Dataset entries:
• • • •
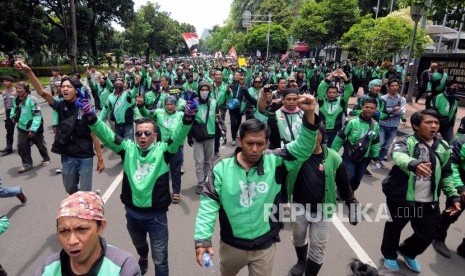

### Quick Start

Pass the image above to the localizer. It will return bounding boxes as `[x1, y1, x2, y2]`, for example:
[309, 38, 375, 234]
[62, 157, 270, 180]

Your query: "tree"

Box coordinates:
[290, 0, 360, 47]
[245, 23, 289, 57]
[340, 8, 432, 61]
[257, 0, 294, 30]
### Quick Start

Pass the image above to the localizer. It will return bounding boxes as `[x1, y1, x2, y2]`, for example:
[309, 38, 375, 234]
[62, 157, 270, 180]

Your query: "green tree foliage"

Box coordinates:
[257, 0, 294, 30]
[340, 9, 431, 61]
[291, 0, 360, 46]
[122, 2, 195, 60]
[245, 23, 289, 56]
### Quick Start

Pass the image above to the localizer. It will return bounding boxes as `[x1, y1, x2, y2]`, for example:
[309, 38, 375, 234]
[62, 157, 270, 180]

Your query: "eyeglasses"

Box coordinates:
[254, 80, 261, 83]
[135, 130, 153, 137]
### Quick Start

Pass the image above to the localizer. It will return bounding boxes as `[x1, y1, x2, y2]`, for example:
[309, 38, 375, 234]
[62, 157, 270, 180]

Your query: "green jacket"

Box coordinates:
[143, 91, 168, 111]
[10, 95, 43, 133]
[332, 115, 380, 159]
[194, 116, 319, 250]
[211, 82, 230, 107]
[140, 108, 184, 142]
[450, 135, 465, 194]
[193, 99, 218, 137]
[275, 109, 303, 144]
[317, 79, 353, 131]
[33, 238, 140, 276]
[382, 134, 460, 204]
[88, 77, 114, 110]
[430, 93, 458, 127]
[99, 87, 139, 125]
[89, 113, 192, 211]
[350, 93, 388, 121]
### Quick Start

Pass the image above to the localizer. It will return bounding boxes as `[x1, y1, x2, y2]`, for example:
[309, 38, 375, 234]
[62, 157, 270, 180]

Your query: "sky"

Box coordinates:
[133, 0, 232, 34]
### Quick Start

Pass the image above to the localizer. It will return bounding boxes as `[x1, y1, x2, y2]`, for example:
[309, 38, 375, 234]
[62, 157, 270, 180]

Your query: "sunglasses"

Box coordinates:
[254, 80, 261, 83]
[135, 130, 153, 137]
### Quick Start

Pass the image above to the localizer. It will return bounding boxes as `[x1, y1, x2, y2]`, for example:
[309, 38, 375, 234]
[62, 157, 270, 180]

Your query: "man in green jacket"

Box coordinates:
[34, 191, 140, 276]
[317, 69, 353, 146]
[332, 98, 380, 192]
[194, 94, 319, 276]
[79, 93, 198, 276]
[429, 80, 459, 143]
[380, 109, 461, 273]
[10, 82, 50, 173]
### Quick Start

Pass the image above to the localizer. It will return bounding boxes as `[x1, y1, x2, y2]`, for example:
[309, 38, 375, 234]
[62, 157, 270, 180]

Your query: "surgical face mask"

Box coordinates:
[200, 90, 209, 100]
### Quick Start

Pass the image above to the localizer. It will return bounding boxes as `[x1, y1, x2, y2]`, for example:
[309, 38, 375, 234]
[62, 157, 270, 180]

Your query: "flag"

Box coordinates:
[238, 57, 247, 67]
[229, 47, 237, 60]
[256, 50, 261, 57]
[191, 48, 198, 57]
[182, 33, 199, 49]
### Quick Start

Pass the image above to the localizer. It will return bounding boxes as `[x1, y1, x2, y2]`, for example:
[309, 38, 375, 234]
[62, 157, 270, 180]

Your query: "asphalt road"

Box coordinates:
[1, 104, 465, 276]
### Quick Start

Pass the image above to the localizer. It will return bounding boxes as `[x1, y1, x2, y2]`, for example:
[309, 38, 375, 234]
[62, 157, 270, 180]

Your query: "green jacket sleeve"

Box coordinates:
[9, 100, 16, 120]
[369, 124, 380, 159]
[331, 121, 352, 152]
[138, 105, 151, 118]
[106, 77, 114, 93]
[89, 117, 127, 153]
[166, 113, 194, 154]
[392, 138, 418, 174]
[342, 81, 354, 103]
[317, 79, 329, 101]
[98, 99, 111, 121]
[29, 98, 42, 133]
[450, 139, 465, 191]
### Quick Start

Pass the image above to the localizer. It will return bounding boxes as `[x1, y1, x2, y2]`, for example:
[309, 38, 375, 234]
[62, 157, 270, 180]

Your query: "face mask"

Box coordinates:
[152, 84, 160, 91]
[200, 91, 209, 100]
[115, 83, 124, 93]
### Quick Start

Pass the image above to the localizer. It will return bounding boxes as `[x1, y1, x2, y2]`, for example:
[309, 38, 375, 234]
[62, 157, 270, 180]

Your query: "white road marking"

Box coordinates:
[101, 170, 124, 203]
[332, 215, 378, 269]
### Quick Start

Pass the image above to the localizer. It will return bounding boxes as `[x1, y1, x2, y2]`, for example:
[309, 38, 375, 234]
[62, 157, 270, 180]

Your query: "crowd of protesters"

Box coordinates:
[0, 54, 464, 276]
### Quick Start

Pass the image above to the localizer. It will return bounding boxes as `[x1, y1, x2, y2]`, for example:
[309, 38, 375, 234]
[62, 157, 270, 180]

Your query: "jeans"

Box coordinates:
[0, 178, 21, 198]
[342, 151, 370, 192]
[126, 207, 169, 276]
[379, 125, 398, 160]
[193, 138, 214, 184]
[229, 109, 242, 141]
[61, 155, 94, 194]
[4, 109, 14, 149]
[169, 148, 183, 194]
[381, 201, 440, 260]
[115, 123, 134, 141]
[17, 128, 50, 169]
[292, 209, 331, 264]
• • • •
About this task: Exclude the pictures and repeat the entries word for word.

Solution below:
### Quick Start

Pass the image above to the localizer. It will return bounding boxes as `[x1, y1, x2, y2]`, for example:
[309, 38, 375, 234]
[62, 157, 270, 180]

Your query: "tree"

Box coordinates:
[290, 0, 360, 47]
[245, 23, 289, 57]
[340, 8, 432, 61]
[257, 0, 294, 30]
### Quick Start

Pass the image above to the localizer. It will return bounding boxes as `[x1, y1, x2, y2]`, for example:
[309, 38, 375, 234]
[62, 157, 270, 180]

Your query: "green tree foliage"

Box coordinates:
[257, 0, 294, 30]
[340, 9, 431, 61]
[291, 0, 360, 46]
[122, 2, 195, 60]
[245, 23, 289, 56]
### Quick Start

Pass the image above to the localizer. It will return bounding boxes as `[x1, y1, x2, y2]`, for example:
[309, 38, 375, 234]
[62, 157, 270, 180]

Your query: "eyeglasses"

Box coordinates:
[254, 80, 261, 83]
[135, 130, 153, 137]
### Quick Start

Pass the image above to the localizer. It will return bounding boxes as `[x1, y1, x2, y2]`, for example:
[309, 38, 375, 234]
[62, 157, 270, 180]

Your query: "green jacket"

Box coordinates:
[143, 91, 168, 111]
[10, 95, 43, 133]
[332, 115, 380, 159]
[194, 116, 319, 250]
[211, 82, 230, 107]
[140, 108, 184, 142]
[450, 135, 465, 194]
[193, 99, 218, 137]
[275, 109, 303, 144]
[317, 79, 353, 131]
[33, 238, 140, 276]
[382, 134, 460, 204]
[88, 77, 114, 110]
[430, 93, 458, 127]
[99, 87, 139, 125]
[89, 113, 192, 211]
[350, 93, 388, 121]
### Quick Start

Pass the image above to the localizer. It will return bounding boxes as `[x1, y1, x2, y2]`, for example:
[309, 38, 375, 234]
[62, 157, 270, 180]

Your query: "sky"

Box coordinates:
[133, 0, 232, 34]
### Quick Start

Pass the image above to the localizer. It will return bounding boxes as `[x1, y1, x2, y2]`, for example:
[309, 38, 375, 234]
[62, 157, 270, 180]

Your query: "sunglasses"

Box coordinates:
[254, 80, 261, 83]
[135, 130, 153, 137]
### Quick Start

Pass the image above to the localizer. It will return bounding boxes as `[x1, y1, x2, y2]`, for example:
[309, 38, 375, 234]
[62, 157, 270, 180]

Your query: "man in green jacket"

Box coordinates:
[34, 191, 140, 276]
[317, 69, 353, 146]
[332, 98, 380, 192]
[194, 94, 319, 276]
[79, 93, 198, 276]
[429, 80, 459, 143]
[380, 109, 461, 273]
[10, 82, 50, 173]
### Quick Start

Pass the image above to the localizer. It will return bounding boxes as `[x1, y1, x2, y2]`, for example:
[309, 38, 375, 234]
[62, 157, 270, 180]

Your query: "surgical face mask"

Box coordinates:
[200, 90, 209, 100]
### Quick Start

Pass the image above to the localizer. It will return bounding boxes as `[x1, y1, x2, y2]`, for example:
[309, 38, 375, 234]
[62, 157, 270, 180]

Your query: "flag"

Box coordinates:
[238, 57, 247, 67]
[229, 47, 237, 60]
[256, 50, 261, 57]
[191, 48, 198, 57]
[182, 33, 199, 49]
### Quick Start

Pass the image above to the localizer. It will return bounding boxes as `[x1, y1, x2, y2]`, for example:
[309, 38, 375, 234]
[62, 157, 270, 180]

Your query: "asphalt road"

Box coordinates:
[1, 104, 465, 276]
### Quick Start

Pass the image above to the localizer. It will return bounding boxes as `[x1, y1, x2, y2]`, for example:
[309, 38, 375, 234]
[62, 157, 270, 180]

Your query: "green jacket sleeve"

Box coordinates:
[9, 100, 16, 120]
[369, 124, 380, 159]
[331, 121, 352, 152]
[138, 105, 151, 118]
[106, 77, 114, 93]
[89, 117, 127, 153]
[166, 113, 194, 154]
[392, 138, 418, 174]
[342, 81, 354, 103]
[317, 79, 329, 101]
[98, 99, 111, 121]
[29, 98, 42, 133]
[450, 139, 465, 191]
### Quick Start

Pass the image above to the localizer. It will return bounding boxes as `[x1, y1, x2, y2]`, for example:
[309, 38, 375, 234]
[62, 157, 270, 180]

Your query: "face mask"

Box coordinates:
[152, 84, 160, 91]
[200, 91, 209, 100]
[115, 83, 124, 93]
### Quick Start

Pass the image above to the localizer. It will return bounding boxes as `[x1, y1, x2, y2]`, for example:
[309, 38, 375, 234]
[62, 157, 270, 180]

Your query: "white road marking"

Box coordinates:
[101, 170, 124, 203]
[332, 215, 378, 269]
### Quick Start

Pass the image above to the localizer. It will return bounding boxes as `[x1, y1, x2, y2]`, for example:
[309, 38, 375, 234]
[62, 157, 270, 180]

Your query: "crowd of protesters"

Box coordinates:
[0, 54, 464, 276]
### Quick Start

Pass the image above to the localizer. It will return bounding boxes as `[x1, y1, x2, y2]`, for example:
[309, 38, 375, 234]
[62, 157, 270, 180]

Your query: "jeans"

Box coordinates:
[0, 178, 21, 198]
[342, 151, 370, 192]
[126, 207, 169, 276]
[379, 125, 398, 160]
[193, 138, 214, 184]
[229, 109, 242, 141]
[61, 155, 94, 194]
[4, 109, 14, 149]
[169, 148, 183, 194]
[381, 201, 440, 260]
[115, 123, 134, 141]
[17, 128, 50, 169]
[292, 209, 331, 264]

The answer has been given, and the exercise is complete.